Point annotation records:
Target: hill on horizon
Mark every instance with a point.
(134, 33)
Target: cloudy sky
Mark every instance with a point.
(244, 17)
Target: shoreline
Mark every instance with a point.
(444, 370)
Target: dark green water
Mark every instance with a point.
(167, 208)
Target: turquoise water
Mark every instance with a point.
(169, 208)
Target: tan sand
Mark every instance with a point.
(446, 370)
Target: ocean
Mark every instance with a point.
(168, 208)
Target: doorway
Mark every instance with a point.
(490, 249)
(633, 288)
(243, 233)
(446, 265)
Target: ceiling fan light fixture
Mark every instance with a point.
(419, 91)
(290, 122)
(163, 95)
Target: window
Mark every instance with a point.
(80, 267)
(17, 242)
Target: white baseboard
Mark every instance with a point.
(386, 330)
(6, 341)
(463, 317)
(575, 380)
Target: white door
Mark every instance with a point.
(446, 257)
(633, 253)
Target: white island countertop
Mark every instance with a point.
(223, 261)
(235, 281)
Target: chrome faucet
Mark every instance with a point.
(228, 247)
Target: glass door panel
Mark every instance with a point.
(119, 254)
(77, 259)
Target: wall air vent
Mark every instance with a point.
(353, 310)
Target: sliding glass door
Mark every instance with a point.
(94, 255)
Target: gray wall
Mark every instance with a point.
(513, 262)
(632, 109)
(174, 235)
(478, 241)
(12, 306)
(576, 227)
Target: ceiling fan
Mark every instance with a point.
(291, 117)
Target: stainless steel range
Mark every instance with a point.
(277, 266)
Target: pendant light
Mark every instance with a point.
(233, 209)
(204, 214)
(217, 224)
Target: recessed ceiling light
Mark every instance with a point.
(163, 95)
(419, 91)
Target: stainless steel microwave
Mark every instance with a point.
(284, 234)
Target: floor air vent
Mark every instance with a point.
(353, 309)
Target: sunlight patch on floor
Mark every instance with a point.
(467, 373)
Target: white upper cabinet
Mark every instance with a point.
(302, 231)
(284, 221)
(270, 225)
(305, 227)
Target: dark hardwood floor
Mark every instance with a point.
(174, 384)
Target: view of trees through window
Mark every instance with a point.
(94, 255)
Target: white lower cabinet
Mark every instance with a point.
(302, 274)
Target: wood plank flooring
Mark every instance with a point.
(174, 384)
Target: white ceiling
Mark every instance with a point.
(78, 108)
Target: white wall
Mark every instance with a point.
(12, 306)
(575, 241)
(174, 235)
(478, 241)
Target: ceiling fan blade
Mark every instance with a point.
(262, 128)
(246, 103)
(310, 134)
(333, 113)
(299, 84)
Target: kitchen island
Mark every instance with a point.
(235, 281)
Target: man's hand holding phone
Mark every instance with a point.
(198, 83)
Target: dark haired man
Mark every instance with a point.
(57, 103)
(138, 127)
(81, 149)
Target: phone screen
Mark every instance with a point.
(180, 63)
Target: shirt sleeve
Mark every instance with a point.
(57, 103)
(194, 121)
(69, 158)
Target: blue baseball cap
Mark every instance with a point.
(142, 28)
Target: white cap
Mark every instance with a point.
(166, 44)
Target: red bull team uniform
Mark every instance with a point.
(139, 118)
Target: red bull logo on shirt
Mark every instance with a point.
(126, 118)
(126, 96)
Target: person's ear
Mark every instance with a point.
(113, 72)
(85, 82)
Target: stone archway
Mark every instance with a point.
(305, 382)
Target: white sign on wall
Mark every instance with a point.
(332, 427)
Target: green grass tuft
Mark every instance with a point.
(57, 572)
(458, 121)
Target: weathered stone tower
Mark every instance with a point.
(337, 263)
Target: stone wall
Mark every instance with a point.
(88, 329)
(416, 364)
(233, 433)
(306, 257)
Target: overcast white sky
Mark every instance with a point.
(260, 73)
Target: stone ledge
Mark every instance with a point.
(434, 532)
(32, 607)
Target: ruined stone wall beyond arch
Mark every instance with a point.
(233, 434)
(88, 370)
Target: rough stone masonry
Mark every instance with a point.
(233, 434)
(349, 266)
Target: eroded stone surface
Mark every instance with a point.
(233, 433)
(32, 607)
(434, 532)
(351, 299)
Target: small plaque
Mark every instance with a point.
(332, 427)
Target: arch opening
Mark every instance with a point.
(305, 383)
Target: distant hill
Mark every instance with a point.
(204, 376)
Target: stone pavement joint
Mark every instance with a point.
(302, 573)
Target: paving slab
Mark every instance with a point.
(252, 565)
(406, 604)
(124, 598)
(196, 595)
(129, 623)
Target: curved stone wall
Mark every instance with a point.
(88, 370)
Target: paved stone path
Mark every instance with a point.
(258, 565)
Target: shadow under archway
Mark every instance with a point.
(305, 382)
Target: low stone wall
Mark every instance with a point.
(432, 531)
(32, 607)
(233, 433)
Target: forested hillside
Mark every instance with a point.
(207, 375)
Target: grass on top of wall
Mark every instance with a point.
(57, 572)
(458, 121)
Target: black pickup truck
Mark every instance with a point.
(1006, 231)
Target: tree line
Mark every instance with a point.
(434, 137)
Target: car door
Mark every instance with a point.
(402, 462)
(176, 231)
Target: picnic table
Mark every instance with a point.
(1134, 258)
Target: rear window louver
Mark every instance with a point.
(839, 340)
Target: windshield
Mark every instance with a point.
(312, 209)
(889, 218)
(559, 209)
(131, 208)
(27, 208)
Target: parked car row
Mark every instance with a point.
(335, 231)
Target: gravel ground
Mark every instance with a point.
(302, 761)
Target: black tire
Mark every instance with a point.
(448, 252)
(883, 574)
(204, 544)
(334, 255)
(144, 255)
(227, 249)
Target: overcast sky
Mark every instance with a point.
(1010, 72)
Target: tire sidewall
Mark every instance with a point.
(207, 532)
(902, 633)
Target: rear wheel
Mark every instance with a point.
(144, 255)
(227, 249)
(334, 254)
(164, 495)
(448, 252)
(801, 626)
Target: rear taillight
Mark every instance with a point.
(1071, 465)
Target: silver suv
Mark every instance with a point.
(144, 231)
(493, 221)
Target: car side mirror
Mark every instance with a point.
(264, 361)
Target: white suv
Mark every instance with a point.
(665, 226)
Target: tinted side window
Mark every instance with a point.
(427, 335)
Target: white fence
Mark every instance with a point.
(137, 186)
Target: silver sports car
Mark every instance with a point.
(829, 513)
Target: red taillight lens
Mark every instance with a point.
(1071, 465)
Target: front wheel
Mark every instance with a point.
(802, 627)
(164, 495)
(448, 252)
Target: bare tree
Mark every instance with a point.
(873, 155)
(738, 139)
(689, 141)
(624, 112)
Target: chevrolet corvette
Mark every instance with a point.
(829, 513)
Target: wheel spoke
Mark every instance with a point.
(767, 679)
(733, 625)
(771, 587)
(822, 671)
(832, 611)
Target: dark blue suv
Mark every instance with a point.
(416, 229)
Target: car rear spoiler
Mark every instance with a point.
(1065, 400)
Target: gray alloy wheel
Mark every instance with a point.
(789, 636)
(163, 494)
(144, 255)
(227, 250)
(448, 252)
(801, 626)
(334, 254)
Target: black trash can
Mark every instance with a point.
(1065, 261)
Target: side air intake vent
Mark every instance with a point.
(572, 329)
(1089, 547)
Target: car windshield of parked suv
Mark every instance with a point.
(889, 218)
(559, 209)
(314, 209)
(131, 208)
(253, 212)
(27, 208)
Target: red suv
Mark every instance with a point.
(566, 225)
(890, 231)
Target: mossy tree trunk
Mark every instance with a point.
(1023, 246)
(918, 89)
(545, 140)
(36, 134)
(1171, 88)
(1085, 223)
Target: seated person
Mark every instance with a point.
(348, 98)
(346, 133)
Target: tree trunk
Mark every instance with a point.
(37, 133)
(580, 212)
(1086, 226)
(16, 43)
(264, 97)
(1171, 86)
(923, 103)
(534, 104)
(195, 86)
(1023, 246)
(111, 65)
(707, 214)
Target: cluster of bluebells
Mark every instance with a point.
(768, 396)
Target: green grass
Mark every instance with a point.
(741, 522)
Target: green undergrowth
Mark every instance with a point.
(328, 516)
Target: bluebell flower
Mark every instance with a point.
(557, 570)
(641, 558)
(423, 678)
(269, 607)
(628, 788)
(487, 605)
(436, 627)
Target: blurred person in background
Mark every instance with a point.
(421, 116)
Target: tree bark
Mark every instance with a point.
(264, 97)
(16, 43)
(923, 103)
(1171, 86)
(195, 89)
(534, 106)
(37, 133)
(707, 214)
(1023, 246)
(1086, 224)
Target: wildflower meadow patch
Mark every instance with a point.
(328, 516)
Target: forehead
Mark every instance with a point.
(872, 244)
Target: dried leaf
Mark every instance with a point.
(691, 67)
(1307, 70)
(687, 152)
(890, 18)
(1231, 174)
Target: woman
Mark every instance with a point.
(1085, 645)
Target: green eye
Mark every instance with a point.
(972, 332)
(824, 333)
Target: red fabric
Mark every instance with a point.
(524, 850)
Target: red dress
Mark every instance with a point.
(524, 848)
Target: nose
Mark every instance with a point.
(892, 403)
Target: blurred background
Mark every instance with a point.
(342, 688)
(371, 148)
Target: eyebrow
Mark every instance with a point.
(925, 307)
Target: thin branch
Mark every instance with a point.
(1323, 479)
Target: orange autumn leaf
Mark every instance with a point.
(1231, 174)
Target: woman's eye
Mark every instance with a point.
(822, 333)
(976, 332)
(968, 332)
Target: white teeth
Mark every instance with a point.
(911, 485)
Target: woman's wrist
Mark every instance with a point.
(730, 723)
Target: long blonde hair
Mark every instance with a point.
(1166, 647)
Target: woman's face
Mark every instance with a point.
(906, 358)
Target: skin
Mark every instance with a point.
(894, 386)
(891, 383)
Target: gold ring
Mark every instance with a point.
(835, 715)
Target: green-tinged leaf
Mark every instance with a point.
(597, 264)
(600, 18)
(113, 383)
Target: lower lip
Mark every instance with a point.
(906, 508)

(AIM OF THE TASK) Could you render the data as a Markdown table with the columns No. and Text, starting at the line that contains "Target: paved stone path" and stopping after the line that contains "(1006, 231)"? Give each line its own numbered row and leave out any blank lines.

(EXPECTED ANSWER)
| No. | Text |
|---|---|
| 1 | Target: paved stone path |
| 2 | Mark every instance with a point. |
| 3 | (258, 565) |
| 4 | Target: shadow under archway |
| 5 | Mark every instance with a point. |
| 6 | (305, 382) |
| 7 | Target: low stone wall |
| 8 | Mark every instance with a point. |
| 9 | (432, 531) |
| 10 | (32, 607) |
| 11 | (233, 433) |
| 12 | Target: forested hillside |
| 13 | Mark every instance with a point. |
| 14 | (207, 375) |
| 15 | Target: grass on top of wall |
| 16 | Mark every instance with a point. |
| 17 | (57, 572) |
| 18 | (458, 121) |
| 19 | Target: black pickup truck |
| 20 | Mark every instance with a point. |
| 21 | (1006, 231) |